■ Brief: Print each entry exactly, all the way through.

*** Opening Task material ***

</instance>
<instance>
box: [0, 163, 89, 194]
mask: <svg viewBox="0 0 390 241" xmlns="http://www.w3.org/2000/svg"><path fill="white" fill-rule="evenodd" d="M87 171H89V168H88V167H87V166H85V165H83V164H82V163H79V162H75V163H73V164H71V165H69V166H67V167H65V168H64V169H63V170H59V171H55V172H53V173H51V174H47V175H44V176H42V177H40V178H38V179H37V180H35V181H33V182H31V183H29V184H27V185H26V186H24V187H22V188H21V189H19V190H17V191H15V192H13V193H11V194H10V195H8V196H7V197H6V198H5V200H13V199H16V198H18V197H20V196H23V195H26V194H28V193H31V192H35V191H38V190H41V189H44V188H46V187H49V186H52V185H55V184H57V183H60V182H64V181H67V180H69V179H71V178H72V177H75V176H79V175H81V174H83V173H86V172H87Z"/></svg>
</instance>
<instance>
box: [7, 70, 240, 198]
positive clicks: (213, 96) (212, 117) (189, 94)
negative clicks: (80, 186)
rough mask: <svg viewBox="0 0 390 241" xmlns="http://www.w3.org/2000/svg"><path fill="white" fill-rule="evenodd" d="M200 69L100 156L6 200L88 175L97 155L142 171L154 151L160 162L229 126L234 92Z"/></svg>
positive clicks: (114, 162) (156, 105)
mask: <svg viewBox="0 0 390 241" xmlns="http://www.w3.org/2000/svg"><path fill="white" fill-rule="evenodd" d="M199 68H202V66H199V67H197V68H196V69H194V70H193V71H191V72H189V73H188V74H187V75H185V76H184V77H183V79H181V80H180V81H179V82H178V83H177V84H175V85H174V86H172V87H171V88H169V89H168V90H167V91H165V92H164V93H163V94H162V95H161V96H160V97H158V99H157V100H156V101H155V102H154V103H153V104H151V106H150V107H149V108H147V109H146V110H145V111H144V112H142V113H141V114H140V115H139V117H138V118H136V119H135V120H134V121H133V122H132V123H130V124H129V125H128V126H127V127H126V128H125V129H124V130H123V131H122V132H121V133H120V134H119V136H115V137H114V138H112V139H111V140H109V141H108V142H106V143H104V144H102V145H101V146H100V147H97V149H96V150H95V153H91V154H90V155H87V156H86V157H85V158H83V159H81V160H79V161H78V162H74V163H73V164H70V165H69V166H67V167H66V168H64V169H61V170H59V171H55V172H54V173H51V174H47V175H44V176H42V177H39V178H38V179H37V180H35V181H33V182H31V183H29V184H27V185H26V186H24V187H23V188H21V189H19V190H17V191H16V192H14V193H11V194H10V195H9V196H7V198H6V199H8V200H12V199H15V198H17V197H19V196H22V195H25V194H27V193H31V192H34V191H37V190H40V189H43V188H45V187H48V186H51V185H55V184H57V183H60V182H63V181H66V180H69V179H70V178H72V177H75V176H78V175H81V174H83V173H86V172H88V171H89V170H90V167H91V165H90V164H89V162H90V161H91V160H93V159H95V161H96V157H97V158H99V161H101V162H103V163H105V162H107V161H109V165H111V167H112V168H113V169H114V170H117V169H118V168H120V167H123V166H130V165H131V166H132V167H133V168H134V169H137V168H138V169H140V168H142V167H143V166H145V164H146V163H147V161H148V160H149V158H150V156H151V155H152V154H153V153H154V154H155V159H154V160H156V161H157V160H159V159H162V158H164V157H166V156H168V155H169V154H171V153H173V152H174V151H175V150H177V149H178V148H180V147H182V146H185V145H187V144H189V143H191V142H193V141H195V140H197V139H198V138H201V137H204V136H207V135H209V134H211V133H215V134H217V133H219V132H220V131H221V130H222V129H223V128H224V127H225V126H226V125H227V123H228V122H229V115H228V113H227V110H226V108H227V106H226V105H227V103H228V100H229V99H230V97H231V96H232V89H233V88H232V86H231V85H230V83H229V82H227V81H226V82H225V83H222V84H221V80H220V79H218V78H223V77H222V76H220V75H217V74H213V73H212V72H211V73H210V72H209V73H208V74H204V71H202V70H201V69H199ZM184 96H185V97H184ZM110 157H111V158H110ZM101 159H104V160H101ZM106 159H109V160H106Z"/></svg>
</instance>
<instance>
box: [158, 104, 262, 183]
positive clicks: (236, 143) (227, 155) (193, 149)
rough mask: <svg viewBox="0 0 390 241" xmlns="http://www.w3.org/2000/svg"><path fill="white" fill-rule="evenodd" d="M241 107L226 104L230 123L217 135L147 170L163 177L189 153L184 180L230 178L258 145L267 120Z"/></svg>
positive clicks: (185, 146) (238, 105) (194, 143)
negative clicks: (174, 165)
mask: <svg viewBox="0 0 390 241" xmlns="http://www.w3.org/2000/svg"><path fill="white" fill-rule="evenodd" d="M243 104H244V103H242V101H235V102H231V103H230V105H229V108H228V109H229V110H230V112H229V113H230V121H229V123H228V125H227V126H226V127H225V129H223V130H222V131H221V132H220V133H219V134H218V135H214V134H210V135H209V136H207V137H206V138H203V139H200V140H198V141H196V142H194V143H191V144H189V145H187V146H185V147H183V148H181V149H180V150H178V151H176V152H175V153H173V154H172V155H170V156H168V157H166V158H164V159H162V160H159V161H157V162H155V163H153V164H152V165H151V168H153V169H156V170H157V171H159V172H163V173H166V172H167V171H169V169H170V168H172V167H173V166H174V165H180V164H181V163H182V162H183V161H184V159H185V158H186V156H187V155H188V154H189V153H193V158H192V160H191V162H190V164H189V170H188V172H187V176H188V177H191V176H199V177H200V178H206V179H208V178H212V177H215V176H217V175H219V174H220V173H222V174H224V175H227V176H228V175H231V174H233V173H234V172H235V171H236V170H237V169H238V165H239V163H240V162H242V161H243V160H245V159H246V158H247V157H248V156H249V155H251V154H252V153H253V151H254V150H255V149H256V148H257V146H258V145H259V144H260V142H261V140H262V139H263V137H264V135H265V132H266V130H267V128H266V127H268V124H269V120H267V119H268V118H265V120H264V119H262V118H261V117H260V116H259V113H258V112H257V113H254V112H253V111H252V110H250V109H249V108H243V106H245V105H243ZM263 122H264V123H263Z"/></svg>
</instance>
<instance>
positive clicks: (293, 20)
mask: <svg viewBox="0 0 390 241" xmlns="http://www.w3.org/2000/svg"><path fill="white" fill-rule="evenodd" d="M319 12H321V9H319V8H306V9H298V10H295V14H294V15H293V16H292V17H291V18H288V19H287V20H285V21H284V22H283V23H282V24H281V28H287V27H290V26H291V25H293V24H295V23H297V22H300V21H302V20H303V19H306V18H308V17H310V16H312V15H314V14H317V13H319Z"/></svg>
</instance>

*** Closing Task material ***

■ Task solution:
</instance>
<instance>
box: [0, 163, 89, 194]
mask: <svg viewBox="0 0 390 241" xmlns="http://www.w3.org/2000/svg"><path fill="white" fill-rule="evenodd" d="M87 171H89V168H88V167H87V166H85V165H83V164H82V163H79V162H75V163H73V164H71V165H69V166H67V167H65V168H64V169H63V170H59V171H55V172H53V173H51V174H47V175H44V176H42V177H40V178H38V179H37V180H35V181H33V182H31V183H29V184H27V185H26V186H24V187H22V188H21V189H19V190H17V191H15V192H13V193H11V194H10V195H8V196H7V197H6V198H5V200H13V199H16V198H18V197H20V196H23V195H26V194H28V193H31V192H35V191H38V190H41V189H44V188H46V187H49V186H52V185H55V184H57V183H60V182H64V181H67V180H69V179H71V178H72V177H75V176H79V175H81V174H83V173H86V172H87Z"/></svg>
</instance>
<instance>
box: [7, 70, 240, 198]
positive clicks: (213, 96) (212, 117) (189, 94)
negative clicks: (80, 186)
rough mask: <svg viewBox="0 0 390 241" xmlns="http://www.w3.org/2000/svg"><path fill="white" fill-rule="evenodd" d="M200 69L100 156L6 200L88 175L97 155L142 171L154 151L160 162L229 126L234 92Z"/></svg>
positive clicks: (114, 162) (156, 105)
mask: <svg viewBox="0 0 390 241" xmlns="http://www.w3.org/2000/svg"><path fill="white" fill-rule="evenodd" d="M199 68H202V66H199V67H197V68H196V69H194V70H193V71H191V72H189V73H188V74H187V75H185V76H184V77H183V79H181V80H180V81H179V82H178V83H177V84H175V85H174V86H172V87H171V88H169V89H168V90H167V91H165V92H164V93H163V94H162V95H161V96H160V97H158V99H157V100H156V101H155V102H154V103H153V104H151V106H150V107H149V108H147V109H146V110H145V111H144V112H142V113H141V114H140V115H139V117H138V118H136V119H135V120H134V121H133V122H132V123H130V124H129V125H128V126H127V127H126V128H125V129H124V130H123V131H122V132H121V133H120V134H119V136H115V137H114V138H112V139H111V140H109V141H108V142H106V143H104V144H102V145H101V146H100V147H97V149H96V150H95V153H91V154H90V155H87V156H86V157H85V158H83V159H81V160H79V161H78V162H74V163H73V164H70V165H69V166H67V167H66V168H64V169H61V170H59V171H55V172H54V173H51V174H47V175H44V176H42V177H39V178H38V179H37V180H35V181H33V182H31V183H29V184H27V185H26V186H24V187H23V188H21V189H19V190H17V191H16V192H14V193H11V194H10V195H9V196H7V198H6V199H8V200H12V199H15V198H17V197H19V196H22V195H25V194H27V193H31V192H34V191H37V190H40V189H43V188H45V187H48V186H51V185H55V184H57V183H60V182H63V181H66V180H69V179H70V178H72V177H75V176H78V175H81V174H83V173H86V172H88V171H89V170H90V167H91V165H90V164H89V162H90V161H91V160H93V159H95V161H96V157H97V158H99V161H101V162H103V163H105V162H107V161H109V165H111V167H112V168H113V169H114V170H117V169H118V168H120V167H123V166H130V165H131V166H132V167H133V168H134V169H137V168H138V169H140V168H142V167H143V166H145V164H146V163H147V161H148V160H149V158H150V156H151V155H152V154H153V153H154V154H155V159H154V160H156V161H157V160H159V159H162V158H164V157H166V156H168V155H169V154H171V153H173V152H174V151H175V150H177V149H178V148H180V147H182V146H185V145H187V144H189V143H191V142H193V141H195V140H197V139H198V138H201V137H204V136H207V135H209V134H211V133H215V134H217V133H219V132H220V131H221V130H222V129H223V128H224V127H225V126H226V125H227V123H228V122H229V115H228V113H227V110H226V108H227V106H226V105H227V103H228V100H229V99H230V97H231V96H232V89H233V88H232V86H231V85H230V83H229V82H227V81H226V82H225V83H222V84H221V80H220V79H218V78H223V77H222V76H220V75H217V74H213V73H212V72H211V73H210V72H209V73H208V74H204V71H202V70H201V69H199ZM184 96H185V97H184ZM110 157H111V158H110ZM101 159H104V160H101ZM106 159H109V160H106Z"/></svg>
</instance>
<instance>
box: [158, 104, 262, 183]
positive clicks: (236, 143) (227, 155) (193, 149)
rough mask: <svg viewBox="0 0 390 241" xmlns="http://www.w3.org/2000/svg"><path fill="white" fill-rule="evenodd" d="M241 107L226 104L230 123L217 135L147 170L163 177L189 153L184 180L230 178L258 145L267 120Z"/></svg>
positive clicks: (185, 146) (238, 105) (194, 143)
negative clicks: (174, 165)
mask: <svg viewBox="0 0 390 241" xmlns="http://www.w3.org/2000/svg"><path fill="white" fill-rule="evenodd" d="M243 104H244V103H242V101H235V102H231V103H230V105H229V108H228V109H229V110H230V112H229V113H230V121H229V123H228V125H227V126H226V127H225V129H223V130H222V131H221V132H220V133H219V134H218V135H214V134H210V135H209V136H207V137H206V138H203V139H200V140H198V141H196V142H194V143H191V144H189V145H187V146H185V147H183V148H181V149H180V150H178V151H176V152H175V153H173V154H172V155H170V156H168V157H166V158H164V159H162V160H159V161H157V162H155V163H153V164H152V165H151V168H153V169H156V170H157V171H159V172H163V173H166V172H167V171H169V169H170V168H172V167H173V166H174V165H180V164H181V163H182V162H183V161H184V159H185V158H186V156H187V155H188V154H189V153H193V158H192V160H191V162H190V164H189V170H188V172H187V176H188V177H191V176H199V177H200V178H206V179H208V178H212V177H215V176H217V175H219V174H220V173H222V174H224V175H227V176H228V175H231V174H233V173H234V172H235V171H236V170H237V169H238V165H239V163H240V162H242V161H243V160H245V159H246V158H247V157H248V156H249V155H251V154H252V153H253V151H254V150H255V149H256V148H257V146H258V145H259V144H260V142H261V140H262V139H263V137H264V135H265V132H266V130H267V128H266V127H268V124H269V120H267V119H268V118H265V120H264V119H262V118H261V117H260V116H259V113H258V112H257V113H254V112H253V111H252V110H250V109H249V108H243V106H245V105H243ZM263 122H264V123H263Z"/></svg>
</instance>
<instance>
positive clicks: (293, 20)
mask: <svg viewBox="0 0 390 241" xmlns="http://www.w3.org/2000/svg"><path fill="white" fill-rule="evenodd" d="M319 12H321V9H319V8H306V9H298V10H295V14H294V15H293V16H292V17H291V18H288V19H287V20H285V21H284V22H283V23H282V24H281V28H287V27H290V26H291V25H293V24H295V23H297V22H300V21H302V20H303V19H306V18H308V17H310V16H312V15H314V14H317V13H319Z"/></svg>
</instance>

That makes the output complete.